Data items
####
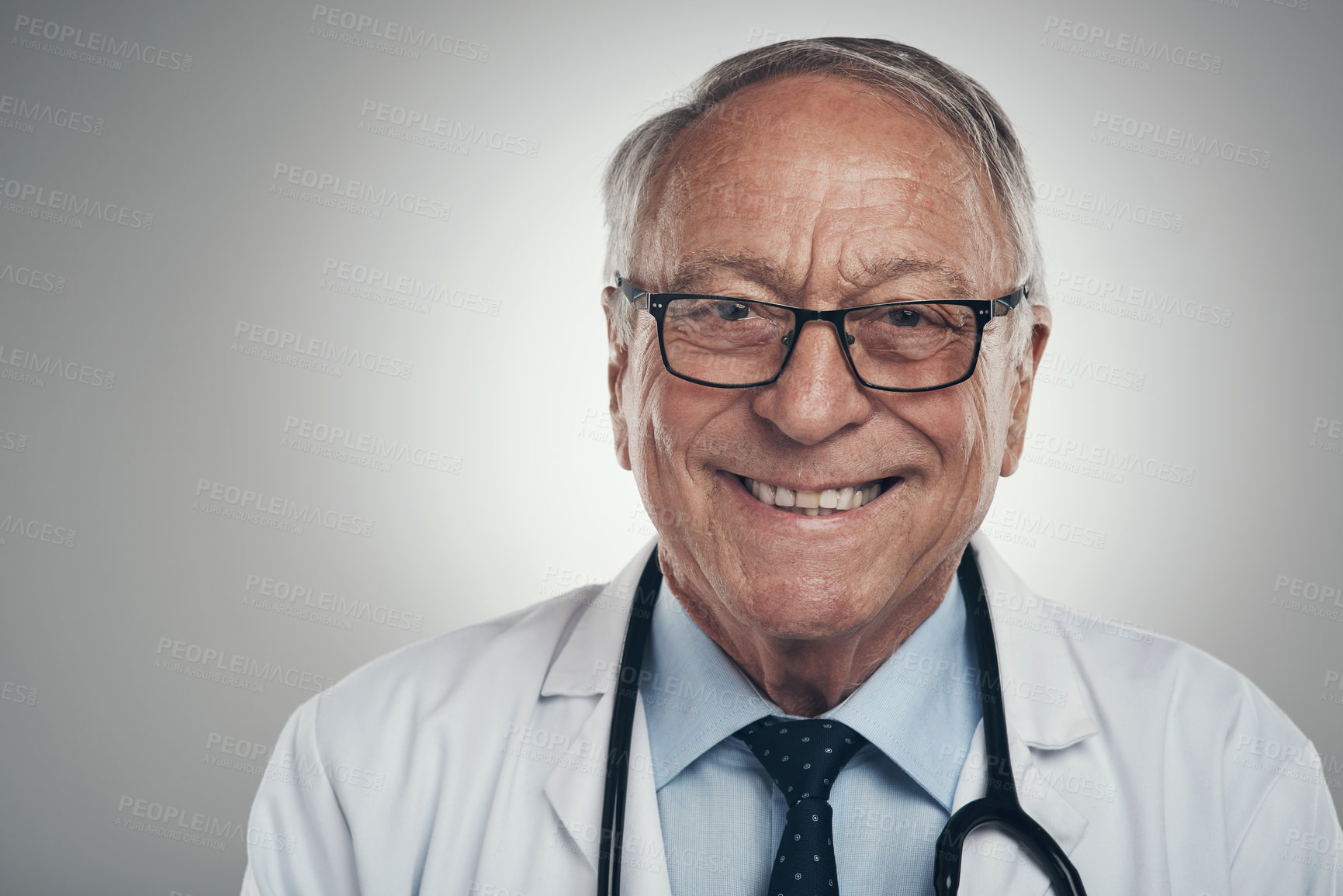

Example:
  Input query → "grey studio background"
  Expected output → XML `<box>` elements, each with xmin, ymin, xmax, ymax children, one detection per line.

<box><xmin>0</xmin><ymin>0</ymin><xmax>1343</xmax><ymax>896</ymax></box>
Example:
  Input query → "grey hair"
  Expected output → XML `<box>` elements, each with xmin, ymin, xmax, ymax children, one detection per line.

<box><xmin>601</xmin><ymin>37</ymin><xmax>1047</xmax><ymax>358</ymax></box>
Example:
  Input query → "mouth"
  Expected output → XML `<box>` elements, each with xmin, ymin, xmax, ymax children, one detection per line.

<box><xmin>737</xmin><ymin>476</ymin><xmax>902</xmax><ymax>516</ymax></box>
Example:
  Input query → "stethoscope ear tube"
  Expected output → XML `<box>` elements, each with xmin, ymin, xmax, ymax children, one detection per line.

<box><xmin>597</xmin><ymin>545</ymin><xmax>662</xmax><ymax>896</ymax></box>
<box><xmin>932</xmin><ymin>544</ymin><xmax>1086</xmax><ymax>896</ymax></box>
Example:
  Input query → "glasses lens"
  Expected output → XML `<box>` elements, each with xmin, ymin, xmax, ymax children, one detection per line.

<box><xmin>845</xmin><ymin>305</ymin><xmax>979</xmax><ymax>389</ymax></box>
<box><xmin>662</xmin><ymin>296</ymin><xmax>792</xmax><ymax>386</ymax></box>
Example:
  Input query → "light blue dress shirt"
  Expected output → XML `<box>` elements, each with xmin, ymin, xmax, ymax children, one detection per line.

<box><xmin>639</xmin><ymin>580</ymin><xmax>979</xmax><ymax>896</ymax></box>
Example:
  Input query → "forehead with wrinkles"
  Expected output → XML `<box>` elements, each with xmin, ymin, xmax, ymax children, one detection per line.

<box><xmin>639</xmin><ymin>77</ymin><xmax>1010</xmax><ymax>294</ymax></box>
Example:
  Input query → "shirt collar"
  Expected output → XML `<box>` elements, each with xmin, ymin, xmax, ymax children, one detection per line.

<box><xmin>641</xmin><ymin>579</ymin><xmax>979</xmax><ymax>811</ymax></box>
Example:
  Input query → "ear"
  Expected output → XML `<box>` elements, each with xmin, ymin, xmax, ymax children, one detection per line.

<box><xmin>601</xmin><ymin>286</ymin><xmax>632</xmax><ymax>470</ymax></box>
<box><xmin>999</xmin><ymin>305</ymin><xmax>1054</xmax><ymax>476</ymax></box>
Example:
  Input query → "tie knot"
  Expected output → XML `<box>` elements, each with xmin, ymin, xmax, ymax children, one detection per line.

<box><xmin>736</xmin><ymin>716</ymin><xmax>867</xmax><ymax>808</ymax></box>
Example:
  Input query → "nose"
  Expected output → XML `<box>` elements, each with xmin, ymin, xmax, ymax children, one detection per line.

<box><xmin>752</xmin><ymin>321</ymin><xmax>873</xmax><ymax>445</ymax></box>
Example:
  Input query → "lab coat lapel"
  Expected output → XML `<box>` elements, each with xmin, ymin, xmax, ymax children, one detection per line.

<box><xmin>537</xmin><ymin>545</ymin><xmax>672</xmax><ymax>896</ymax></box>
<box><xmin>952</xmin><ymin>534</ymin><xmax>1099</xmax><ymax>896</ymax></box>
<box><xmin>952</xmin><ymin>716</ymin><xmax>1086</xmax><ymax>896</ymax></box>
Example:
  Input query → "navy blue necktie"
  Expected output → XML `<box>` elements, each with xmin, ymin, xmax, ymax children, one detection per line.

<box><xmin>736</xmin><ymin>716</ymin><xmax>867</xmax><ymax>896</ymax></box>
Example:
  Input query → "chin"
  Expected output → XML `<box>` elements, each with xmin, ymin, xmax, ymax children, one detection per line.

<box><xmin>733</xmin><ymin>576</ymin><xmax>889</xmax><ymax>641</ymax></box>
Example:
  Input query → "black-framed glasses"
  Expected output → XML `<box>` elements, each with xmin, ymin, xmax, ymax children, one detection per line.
####
Locate each line in the rows above that contains the string "glasses" and copy those lines. Case matters.

* Answer to this problem *
  Input query → "glasses lens"
  Input query → "black-framed glasses"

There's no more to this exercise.